- EXERCISE GOAL -
Go to the line that contains "Reviewer note: confirm that every instance of the foliage" and extract it along with every line after it, exactly, through the end of the data below.
▶
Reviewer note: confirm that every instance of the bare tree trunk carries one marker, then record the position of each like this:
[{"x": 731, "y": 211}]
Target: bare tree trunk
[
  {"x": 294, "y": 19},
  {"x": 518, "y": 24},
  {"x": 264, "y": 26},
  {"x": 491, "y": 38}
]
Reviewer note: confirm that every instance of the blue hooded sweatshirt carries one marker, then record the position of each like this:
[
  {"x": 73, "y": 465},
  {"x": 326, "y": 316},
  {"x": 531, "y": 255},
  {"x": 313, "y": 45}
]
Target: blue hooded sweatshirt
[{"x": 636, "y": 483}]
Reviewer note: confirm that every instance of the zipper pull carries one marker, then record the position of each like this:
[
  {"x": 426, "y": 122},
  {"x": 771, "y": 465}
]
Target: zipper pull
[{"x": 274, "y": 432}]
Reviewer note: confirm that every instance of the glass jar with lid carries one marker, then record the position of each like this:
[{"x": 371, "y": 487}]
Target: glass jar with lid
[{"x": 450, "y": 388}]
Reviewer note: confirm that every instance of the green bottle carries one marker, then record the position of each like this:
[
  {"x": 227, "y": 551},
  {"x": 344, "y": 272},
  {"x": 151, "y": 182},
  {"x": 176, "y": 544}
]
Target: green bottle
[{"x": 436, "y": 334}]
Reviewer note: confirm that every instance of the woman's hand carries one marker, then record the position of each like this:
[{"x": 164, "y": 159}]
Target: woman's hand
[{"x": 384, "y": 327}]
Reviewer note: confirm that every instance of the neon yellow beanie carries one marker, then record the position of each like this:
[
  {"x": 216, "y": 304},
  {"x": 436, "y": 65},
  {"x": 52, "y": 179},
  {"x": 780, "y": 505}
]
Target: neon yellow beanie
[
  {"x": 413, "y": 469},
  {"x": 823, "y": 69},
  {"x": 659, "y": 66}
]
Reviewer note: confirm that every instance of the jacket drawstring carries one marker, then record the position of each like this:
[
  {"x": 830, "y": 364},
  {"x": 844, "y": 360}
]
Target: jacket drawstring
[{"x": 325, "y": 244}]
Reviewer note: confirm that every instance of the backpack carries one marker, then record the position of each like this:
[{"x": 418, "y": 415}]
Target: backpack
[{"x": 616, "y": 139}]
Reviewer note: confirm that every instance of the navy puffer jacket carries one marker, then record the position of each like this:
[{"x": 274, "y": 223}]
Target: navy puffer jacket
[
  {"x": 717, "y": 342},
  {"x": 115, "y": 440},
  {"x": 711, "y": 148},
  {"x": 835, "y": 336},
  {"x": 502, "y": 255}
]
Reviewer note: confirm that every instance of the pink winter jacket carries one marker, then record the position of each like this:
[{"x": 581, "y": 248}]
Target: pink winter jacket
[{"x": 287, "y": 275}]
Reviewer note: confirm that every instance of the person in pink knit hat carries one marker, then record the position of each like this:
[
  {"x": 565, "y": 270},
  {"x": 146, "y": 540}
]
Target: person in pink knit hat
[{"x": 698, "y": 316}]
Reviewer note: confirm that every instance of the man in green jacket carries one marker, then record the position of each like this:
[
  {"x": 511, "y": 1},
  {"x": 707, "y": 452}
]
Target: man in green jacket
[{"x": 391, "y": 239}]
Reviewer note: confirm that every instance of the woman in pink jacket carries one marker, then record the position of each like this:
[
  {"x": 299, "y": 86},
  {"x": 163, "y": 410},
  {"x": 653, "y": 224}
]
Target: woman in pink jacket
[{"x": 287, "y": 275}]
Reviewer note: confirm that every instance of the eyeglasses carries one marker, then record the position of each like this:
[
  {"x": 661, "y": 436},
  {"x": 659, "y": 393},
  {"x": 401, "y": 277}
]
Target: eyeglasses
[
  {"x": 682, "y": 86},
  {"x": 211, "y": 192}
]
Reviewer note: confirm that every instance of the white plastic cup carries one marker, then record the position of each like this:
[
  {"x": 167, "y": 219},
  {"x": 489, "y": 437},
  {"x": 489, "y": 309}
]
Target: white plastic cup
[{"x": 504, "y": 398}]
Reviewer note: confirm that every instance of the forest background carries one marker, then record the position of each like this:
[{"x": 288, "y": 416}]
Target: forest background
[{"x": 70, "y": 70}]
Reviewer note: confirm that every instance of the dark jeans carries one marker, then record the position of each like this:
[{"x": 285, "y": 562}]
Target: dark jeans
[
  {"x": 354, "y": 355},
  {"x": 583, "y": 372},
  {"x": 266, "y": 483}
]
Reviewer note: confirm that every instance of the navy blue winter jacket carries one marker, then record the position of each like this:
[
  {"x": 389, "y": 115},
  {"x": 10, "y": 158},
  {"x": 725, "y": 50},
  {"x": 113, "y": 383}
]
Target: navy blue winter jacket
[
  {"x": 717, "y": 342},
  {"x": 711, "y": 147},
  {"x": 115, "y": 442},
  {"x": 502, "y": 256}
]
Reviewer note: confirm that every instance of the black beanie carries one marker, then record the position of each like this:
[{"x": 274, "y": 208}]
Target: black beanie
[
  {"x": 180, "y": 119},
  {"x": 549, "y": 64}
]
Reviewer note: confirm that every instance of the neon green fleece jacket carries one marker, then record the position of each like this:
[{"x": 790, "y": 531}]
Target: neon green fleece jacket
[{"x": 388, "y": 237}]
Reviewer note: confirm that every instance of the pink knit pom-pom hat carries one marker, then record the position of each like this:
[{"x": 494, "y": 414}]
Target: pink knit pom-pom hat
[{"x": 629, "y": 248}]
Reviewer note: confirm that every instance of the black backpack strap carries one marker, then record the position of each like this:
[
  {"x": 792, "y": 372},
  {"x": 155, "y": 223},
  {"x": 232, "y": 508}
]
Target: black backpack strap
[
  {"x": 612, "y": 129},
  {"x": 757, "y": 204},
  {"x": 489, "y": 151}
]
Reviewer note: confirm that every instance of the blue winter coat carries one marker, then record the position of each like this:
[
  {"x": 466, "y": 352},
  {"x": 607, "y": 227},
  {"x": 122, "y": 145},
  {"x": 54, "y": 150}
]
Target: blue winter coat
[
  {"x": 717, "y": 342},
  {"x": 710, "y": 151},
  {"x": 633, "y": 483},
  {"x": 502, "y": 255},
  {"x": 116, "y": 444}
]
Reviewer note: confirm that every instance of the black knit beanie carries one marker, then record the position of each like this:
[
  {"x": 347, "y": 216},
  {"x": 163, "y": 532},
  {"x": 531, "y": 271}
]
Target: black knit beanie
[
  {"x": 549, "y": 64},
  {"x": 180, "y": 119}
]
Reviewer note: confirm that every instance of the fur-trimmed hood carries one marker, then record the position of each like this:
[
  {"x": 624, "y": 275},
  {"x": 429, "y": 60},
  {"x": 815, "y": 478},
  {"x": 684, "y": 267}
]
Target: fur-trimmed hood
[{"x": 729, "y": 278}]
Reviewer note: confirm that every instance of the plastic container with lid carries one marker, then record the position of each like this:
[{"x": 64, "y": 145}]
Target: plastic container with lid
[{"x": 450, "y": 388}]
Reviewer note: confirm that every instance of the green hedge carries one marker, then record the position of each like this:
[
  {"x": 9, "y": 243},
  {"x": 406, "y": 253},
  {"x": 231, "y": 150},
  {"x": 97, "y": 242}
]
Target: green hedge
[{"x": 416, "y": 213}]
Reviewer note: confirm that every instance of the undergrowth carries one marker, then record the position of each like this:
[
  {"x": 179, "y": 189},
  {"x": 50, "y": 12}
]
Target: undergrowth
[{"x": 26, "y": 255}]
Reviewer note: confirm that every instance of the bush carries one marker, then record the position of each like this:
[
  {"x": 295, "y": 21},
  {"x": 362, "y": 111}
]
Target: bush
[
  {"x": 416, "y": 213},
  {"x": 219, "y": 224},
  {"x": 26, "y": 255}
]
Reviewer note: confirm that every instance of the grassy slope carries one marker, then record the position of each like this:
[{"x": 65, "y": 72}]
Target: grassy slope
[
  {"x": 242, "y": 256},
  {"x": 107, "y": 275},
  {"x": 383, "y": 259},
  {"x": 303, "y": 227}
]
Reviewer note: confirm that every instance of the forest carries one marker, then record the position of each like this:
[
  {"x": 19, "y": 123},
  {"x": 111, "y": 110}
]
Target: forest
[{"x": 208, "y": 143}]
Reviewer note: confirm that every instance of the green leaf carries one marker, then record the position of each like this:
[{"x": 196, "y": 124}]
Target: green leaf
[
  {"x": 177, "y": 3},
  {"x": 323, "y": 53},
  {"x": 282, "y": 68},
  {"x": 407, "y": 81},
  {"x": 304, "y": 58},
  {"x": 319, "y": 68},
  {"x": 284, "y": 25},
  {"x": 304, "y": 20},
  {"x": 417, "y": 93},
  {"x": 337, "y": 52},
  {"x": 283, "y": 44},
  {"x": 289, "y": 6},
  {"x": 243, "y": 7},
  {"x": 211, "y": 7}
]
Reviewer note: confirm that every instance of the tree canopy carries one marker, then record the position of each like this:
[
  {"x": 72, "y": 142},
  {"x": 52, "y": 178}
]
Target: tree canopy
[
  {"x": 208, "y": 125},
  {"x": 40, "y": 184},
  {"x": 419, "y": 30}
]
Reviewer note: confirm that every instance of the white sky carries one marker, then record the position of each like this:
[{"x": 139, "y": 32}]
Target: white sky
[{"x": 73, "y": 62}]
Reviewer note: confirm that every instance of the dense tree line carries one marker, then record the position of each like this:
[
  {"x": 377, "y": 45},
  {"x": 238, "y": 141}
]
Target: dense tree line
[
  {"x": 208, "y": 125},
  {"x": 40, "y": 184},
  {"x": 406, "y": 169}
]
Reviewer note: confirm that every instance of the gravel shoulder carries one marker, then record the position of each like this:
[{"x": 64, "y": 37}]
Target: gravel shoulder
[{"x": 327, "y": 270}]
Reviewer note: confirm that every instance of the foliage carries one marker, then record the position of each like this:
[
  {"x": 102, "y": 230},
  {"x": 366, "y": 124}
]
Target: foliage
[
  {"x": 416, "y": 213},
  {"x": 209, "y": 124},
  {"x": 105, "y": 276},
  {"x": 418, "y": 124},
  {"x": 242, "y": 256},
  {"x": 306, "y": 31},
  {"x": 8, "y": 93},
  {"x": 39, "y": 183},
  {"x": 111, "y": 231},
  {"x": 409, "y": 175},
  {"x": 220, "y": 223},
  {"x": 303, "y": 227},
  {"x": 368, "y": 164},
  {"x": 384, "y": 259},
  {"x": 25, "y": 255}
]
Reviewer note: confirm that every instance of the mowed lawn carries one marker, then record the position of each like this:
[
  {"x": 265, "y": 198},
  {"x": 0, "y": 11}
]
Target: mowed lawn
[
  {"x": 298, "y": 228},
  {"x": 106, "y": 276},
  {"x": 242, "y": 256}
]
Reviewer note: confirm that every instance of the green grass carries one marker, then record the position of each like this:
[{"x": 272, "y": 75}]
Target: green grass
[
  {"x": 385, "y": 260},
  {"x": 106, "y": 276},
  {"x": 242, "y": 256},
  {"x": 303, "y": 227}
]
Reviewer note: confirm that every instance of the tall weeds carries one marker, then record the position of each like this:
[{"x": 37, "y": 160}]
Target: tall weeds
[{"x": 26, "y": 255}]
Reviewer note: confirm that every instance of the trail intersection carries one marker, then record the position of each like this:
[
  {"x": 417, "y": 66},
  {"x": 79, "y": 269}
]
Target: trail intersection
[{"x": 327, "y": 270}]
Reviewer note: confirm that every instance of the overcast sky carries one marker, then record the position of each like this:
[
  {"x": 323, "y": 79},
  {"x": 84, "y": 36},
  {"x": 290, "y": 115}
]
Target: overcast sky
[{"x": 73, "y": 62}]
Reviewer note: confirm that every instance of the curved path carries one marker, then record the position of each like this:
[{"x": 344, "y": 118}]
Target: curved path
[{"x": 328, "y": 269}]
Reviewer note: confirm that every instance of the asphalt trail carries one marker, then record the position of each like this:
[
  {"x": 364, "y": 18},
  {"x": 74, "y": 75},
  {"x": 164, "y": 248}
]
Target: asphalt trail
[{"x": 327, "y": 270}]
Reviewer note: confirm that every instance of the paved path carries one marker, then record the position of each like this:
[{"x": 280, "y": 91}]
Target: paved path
◀
- RESPONSE BELOW -
Reviewer note: confirm that every instance of the foliage carries one marker, then record the position of each like this:
[
  {"x": 102, "y": 230},
  {"x": 366, "y": 124}
]
Target: foliage
[
  {"x": 416, "y": 213},
  {"x": 209, "y": 124},
  {"x": 105, "y": 276},
  {"x": 418, "y": 124},
  {"x": 242, "y": 256},
  {"x": 306, "y": 31},
  {"x": 8, "y": 93},
  {"x": 39, "y": 183},
  {"x": 111, "y": 231},
  {"x": 409, "y": 175},
  {"x": 220, "y": 223},
  {"x": 303, "y": 227},
  {"x": 368, "y": 164},
  {"x": 384, "y": 259},
  {"x": 25, "y": 255}
]
Reviewer note: confirm that every instance of the mowed lawn carries one marker, then record the position of each like this:
[
  {"x": 265, "y": 198},
  {"x": 0, "y": 11}
]
Target: mowed lawn
[
  {"x": 298, "y": 228},
  {"x": 106, "y": 276},
  {"x": 242, "y": 256}
]
Reviewer note: confirm that every instance of the green grass carries one marker, then record the position of each like this:
[{"x": 272, "y": 75}]
Target: green grass
[
  {"x": 385, "y": 260},
  {"x": 106, "y": 276},
  {"x": 242, "y": 256},
  {"x": 303, "y": 227}
]
Reviewer note: confirm that every instance of the tall weeds carries one marker, then record the position of each like this:
[{"x": 37, "y": 160}]
Target: tall weeds
[{"x": 26, "y": 255}]
Reviewer note: confirm that every instance of the trail intersection carries one marker, then record the position of each like this:
[
  {"x": 417, "y": 66},
  {"x": 79, "y": 269}
]
Target: trail intersection
[{"x": 327, "y": 270}]
Reviewer note: confirm that every instance of the overcast sky carries one marker, then record the position of each like this:
[
  {"x": 323, "y": 79},
  {"x": 84, "y": 36},
  {"x": 290, "y": 115}
]
Target: overcast sky
[{"x": 73, "y": 62}]
Reviewer note: confirm that every instance of the curved path carries one marker, then record the position of each like this:
[{"x": 344, "y": 118}]
Target: curved path
[{"x": 328, "y": 269}]
Reviewer note: confirm that every instance of the asphalt trail carries one marker, then record the position of each like this:
[
  {"x": 364, "y": 18},
  {"x": 74, "y": 75},
  {"x": 164, "y": 248}
]
Target: asphalt trail
[{"x": 327, "y": 270}]
Reviewer note: confirm that every instance of the paved path carries one marker, then record the position of each like this:
[{"x": 280, "y": 91}]
Target: paved path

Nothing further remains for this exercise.